_SHORT TASK_. Recast all of the records below as a Markdown table with the columns No. and Line. Give each non-blank line its own row, numbered in order.
#### WORKING DATA
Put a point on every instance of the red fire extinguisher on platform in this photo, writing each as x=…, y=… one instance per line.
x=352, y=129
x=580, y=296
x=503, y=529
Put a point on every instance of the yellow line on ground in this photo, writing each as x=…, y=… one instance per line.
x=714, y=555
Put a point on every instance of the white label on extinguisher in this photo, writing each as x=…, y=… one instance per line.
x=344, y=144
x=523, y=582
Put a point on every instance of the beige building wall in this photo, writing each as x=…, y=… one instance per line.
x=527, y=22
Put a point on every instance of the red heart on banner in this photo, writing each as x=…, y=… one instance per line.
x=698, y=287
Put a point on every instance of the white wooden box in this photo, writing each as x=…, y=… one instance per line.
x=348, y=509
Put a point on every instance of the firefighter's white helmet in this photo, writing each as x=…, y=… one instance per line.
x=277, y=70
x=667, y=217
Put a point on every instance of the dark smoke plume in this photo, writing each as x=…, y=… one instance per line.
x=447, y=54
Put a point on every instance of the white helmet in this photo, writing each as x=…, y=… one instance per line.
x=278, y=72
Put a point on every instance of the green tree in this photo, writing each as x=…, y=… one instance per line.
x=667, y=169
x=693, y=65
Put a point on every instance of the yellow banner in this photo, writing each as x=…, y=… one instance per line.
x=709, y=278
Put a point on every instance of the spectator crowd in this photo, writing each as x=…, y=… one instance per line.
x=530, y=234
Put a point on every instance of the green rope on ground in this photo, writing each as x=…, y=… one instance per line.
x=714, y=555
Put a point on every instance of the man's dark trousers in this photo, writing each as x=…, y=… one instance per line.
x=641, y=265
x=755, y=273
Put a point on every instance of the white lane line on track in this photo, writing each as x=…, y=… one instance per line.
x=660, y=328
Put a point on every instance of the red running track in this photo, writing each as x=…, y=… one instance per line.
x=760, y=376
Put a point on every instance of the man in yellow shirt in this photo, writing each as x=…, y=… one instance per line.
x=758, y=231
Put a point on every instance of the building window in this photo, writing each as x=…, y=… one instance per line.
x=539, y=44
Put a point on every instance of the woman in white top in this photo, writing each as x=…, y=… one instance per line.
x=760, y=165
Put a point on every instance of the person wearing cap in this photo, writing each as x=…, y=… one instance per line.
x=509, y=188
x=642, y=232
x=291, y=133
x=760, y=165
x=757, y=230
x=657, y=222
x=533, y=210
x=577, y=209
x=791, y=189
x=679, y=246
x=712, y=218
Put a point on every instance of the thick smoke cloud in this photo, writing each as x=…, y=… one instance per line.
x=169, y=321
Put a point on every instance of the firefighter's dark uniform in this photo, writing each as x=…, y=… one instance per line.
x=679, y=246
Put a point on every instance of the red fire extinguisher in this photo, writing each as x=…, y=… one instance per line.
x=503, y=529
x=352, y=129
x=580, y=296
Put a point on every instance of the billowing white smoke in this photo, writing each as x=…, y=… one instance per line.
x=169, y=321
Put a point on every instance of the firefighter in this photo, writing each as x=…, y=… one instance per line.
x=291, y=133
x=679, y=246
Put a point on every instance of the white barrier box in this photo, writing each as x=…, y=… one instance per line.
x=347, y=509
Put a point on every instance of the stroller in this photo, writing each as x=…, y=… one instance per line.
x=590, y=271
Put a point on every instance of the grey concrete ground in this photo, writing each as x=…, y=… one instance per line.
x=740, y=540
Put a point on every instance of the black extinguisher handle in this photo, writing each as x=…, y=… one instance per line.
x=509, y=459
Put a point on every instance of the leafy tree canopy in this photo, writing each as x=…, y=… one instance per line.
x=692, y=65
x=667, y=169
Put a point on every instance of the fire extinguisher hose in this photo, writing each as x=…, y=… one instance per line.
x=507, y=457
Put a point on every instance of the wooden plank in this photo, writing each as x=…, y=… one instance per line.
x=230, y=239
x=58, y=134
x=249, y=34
########
_OUTPUT BELOW_.
| No. | Line |
|---|---|
| 1 | Put a point on every instance of the red fire extinguisher on platform in this photo, writing each as x=…, y=… one instance per line. |
| 2 | x=352, y=129 |
| 3 | x=580, y=296 |
| 4 | x=503, y=529 |
| 5 | Put a point on every instance of the yellow line on ground in this photo, writing each as x=…, y=… one instance per line. |
| 6 | x=714, y=555 |
| 7 | Put a point on every instance of the white label on extinguisher in this photo, writing each as x=…, y=… one instance per line. |
| 8 | x=344, y=144 |
| 9 | x=523, y=582 |
| 10 | Put a point on every instance of the beige building wall in this photo, writing each as x=…, y=… one instance per line. |
| 11 | x=527, y=22 |
| 12 | Put a point on every instance of the red heart on banner in this photo, writing each as x=…, y=… one instance per line. |
| 13 | x=698, y=287 |
| 14 | Put a point on every instance of the white wooden box in this photo, writing each as x=…, y=… one instance per line. |
| 15 | x=348, y=509 |
| 16 | Put a point on every instance of the firefighter's white helmet in this photo, writing each as x=…, y=… one instance per line. |
| 17 | x=277, y=70 |
| 18 | x=667, y=217 |
| 19 | Put a point on every instance of the dark smoke plume in this photo, writing each as x=…, y=… one instance per line. |
| 20 | x=447, y=54 |
| 21 | Put a point on every instance of the white helmet in this photo, writing each as x=…, y=… one instance per line. |
| 22 | x=278, y=72 |
| 23 | Put a point on every instance of the green tree in this photo, writing each as x=…, y=… one instance per line. |
| 24 | x=667, y=169 |
| 25 | x=693, y=65 |
| 26 | Put a point on every instance of the yellow banner in this photo, writing each as x=…, y=… one instance per line. |
| 27 | x=709, y=278 |
| 28 | Put a point on every instance of the spectator crowd in this photo, writing each as x=…, y=… one instance per line. |
| 29 | x=530, y=234 |
| 30 | Put a point on every instance of the green rope on ground in this photo, writing each as x=…, y=… one instance per line. |
| 31 | x=714, y=555 |
| 32 | Put a point on every instance of the man's dark trousers in this photo, writing each as x=…, y=… one instance per line. |
| 33 | x=641, y=265 |
| 34 | x=755, y=273 |
| 35 | Put a point on every instance of the white lane line on track in this photo, writing each as x=…, y=… one instance per line. |
| 36 | x=660, y=328 |
| 37 | Put a point on every instance of the red running track in this photo, writing each as x=…, y=… one instance per line. |
| 38 | x=760, y=376 |
| 39 | Put a point on every instance of the man in yellow shirt in this photo, writing each as x=…, y=… one instance per line. |
| 40 | x=758, y=231 |
| 41 | Put a point on every instance of the building window in this photo, writing each as x=…, y=… one instance per line. |
| 42 | x=539, y=44 |
| 43 | Put a point on every instance of the woman in white top in this photo, writing each as x=…, y=… one instance per line. |
| 44 | x=760, y=165 |
| 45 | Put a point on every instance of the person wearing cap in this photo, writing each as x=…, y=… one instance per line. |
| 46 | x=509, y=188 |
| 47 | x=642, y=232 |
| 48 | x=291, y=133 |
| 49 | x=760, y=165 |
| 50 | x=757, y=230 |
| 51 | x=657, y=222 |
| 52 | x=533, y=210 |
| 53 | x=577, y=209 |
| 54 | x=791, y=189 |
| 55 | x=679, y=246 |
| 56 | x=712, y=218 |
| 57 | Put a point on every instance of the thick smoke cloud in this photo, writing each as x=…, y=… one instance per line. |
| 58 | x=169, y=321 |
| 59 | Put a point on every instance of the firefighter's dark uniform in this photo, writing each as x=…, y=… one instance per line. |
| 60 | x=679, y=246 |
| 61 | Put a point on every instance of the red fire extinguisher in this photo, writing each as x=…, y=… one instance per line. |
| 62 | x=503, y=529 |
| 63 | x=352, y=129 |
| 64 | x=580, y=296 |
| 65 | Put a point on every instance of the billowing white smoke in this photo, writing each as x=…, y=… one instance per line. |
| 66 | x=169, y=321 |
| 67 | Put a point on every instance of the firefighter in this photo, writing each as x=…, y=… one instance per line. |
| 68 | x=291, y=133 |
| 69 | x=679, y=246 |
| 70 | Put a point on every instance of the white barrier box in this photo, writing each as x=…, y=… one instance per line. |
| 71 | x=347, y=509 |
| 72 | Put a point on every instance of the stroller in this photo, writing each as x=…, y=… one instance per line. |
| 73 | x=590, y=271 |
| 74 | Put a point on every instance of the grey concrete ground in this photo, writing each as x=…, y=… one instance per line. |
| 75 | x=740, y=540 |
| 76 | Put a point on every instance of the black extinguisher handle in this photo, writing each as x=…, y=… one instance per line. |
| 77 | x=509, y=459 |
| 78 | Put a point on every instance of the leafy tree canopy in this photo, writing each as x=…, y=… one instance per line. |
| 79 | x=692, y=65 |
| 80 | x=667, y=169 |
| 81 | Put a point on every instance of the fire extinguisher hose in this photo, writing each as x=…, y=… one instance per line. |
| 82 | x=507, y=457 |
| 83 | Put a point on every instance of the wooden plank in this photo, writing each as x=…, y=… one instance per line. |
| 84 | x=230, y=239 |
| 85 | x=58, y=134 |
| 86 | x=249, y=34 |